## Instructions for the task
Every line containing the word "below" must be pulled from the records.

## Records for the task
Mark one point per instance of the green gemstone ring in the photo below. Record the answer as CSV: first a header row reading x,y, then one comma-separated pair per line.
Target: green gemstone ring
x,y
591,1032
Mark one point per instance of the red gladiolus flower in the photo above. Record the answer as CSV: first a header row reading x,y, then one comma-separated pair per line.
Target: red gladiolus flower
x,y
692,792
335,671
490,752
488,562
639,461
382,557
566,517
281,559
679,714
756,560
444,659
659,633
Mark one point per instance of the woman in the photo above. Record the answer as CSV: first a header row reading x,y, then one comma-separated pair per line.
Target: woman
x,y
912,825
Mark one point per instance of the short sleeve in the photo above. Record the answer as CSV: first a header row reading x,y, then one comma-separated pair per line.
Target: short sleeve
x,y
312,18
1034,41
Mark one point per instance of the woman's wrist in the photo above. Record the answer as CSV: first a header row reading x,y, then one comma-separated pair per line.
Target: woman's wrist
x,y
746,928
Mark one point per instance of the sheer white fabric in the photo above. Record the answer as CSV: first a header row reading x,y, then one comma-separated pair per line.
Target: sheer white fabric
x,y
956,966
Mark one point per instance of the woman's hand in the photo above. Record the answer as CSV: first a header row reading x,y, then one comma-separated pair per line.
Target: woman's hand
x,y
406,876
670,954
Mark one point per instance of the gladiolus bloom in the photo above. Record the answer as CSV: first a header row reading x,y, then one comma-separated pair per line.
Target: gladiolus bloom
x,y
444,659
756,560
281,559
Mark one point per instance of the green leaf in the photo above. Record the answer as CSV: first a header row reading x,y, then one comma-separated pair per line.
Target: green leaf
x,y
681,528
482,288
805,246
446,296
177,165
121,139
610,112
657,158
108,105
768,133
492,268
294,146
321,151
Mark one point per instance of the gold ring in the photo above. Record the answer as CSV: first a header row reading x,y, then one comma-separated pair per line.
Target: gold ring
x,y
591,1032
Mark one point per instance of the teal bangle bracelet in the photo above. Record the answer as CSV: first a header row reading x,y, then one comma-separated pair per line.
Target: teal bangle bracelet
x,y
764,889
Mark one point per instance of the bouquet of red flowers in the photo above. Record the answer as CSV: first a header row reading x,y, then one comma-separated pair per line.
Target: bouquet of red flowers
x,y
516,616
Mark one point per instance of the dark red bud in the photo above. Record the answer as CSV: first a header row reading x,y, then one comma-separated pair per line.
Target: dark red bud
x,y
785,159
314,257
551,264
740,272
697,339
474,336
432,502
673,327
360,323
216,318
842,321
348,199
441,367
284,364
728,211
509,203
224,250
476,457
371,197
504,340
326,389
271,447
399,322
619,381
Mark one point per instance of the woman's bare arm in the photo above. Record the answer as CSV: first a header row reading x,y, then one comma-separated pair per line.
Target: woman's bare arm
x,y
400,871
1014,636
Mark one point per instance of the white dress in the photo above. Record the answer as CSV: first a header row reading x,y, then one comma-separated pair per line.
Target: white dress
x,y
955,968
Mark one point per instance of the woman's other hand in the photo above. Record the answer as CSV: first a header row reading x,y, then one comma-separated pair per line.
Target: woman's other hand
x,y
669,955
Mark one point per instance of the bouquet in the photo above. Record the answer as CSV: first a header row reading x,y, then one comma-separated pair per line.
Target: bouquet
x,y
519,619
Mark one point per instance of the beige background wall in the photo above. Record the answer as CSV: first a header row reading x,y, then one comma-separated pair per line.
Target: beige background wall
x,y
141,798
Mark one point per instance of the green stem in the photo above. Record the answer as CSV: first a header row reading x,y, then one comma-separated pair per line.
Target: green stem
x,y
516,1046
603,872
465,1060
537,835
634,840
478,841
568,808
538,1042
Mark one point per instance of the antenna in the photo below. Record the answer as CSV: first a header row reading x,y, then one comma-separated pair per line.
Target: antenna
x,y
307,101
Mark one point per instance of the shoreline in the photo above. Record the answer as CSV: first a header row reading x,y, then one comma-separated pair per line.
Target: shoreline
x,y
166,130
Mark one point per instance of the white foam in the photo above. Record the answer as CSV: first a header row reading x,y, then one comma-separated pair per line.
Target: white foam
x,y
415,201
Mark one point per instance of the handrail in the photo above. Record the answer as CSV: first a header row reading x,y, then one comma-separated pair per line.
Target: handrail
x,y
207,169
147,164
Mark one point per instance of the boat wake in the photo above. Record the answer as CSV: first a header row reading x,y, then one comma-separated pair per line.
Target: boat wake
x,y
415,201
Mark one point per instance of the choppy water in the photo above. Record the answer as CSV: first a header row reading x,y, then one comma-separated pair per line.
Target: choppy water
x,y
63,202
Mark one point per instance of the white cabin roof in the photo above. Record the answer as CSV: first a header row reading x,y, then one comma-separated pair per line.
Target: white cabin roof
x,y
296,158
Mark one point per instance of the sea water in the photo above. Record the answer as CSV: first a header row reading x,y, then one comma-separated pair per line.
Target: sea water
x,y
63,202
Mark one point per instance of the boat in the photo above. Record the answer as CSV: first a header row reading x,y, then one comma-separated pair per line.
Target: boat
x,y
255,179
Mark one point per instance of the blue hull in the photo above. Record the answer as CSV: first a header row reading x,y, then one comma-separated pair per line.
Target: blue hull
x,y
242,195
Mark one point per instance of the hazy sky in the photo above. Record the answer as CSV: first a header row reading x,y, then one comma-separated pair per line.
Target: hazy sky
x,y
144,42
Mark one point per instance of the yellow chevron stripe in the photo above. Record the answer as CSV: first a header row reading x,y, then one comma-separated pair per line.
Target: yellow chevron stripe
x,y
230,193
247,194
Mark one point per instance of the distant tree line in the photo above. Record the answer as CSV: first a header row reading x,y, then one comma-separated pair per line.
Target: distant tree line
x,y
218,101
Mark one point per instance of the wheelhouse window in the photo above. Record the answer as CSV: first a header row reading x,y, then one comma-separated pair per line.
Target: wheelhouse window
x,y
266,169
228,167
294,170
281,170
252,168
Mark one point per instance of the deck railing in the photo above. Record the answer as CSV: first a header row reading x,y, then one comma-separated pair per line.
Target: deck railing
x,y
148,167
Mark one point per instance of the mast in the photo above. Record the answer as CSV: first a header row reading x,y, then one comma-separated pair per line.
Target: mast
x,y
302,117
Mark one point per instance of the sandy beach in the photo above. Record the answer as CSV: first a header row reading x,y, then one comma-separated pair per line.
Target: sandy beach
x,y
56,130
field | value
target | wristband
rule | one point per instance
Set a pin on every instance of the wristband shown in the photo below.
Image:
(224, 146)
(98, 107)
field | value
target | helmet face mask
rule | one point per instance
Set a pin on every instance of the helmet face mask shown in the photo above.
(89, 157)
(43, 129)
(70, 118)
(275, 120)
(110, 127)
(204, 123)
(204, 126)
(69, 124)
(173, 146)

## Solution to this exercise
Mark one point per instance of the green gemstone ring in the photo below. Record the answer as CSV: first a header row reading x,y, then one comma-separated pair per line.
Mark one point per instance of the antenna in the photo below. Record the answer as CSV: first a header row reading x,y, then one comma-separated pair per line.
Set a pin on every instance of the wristband shown in the photo below.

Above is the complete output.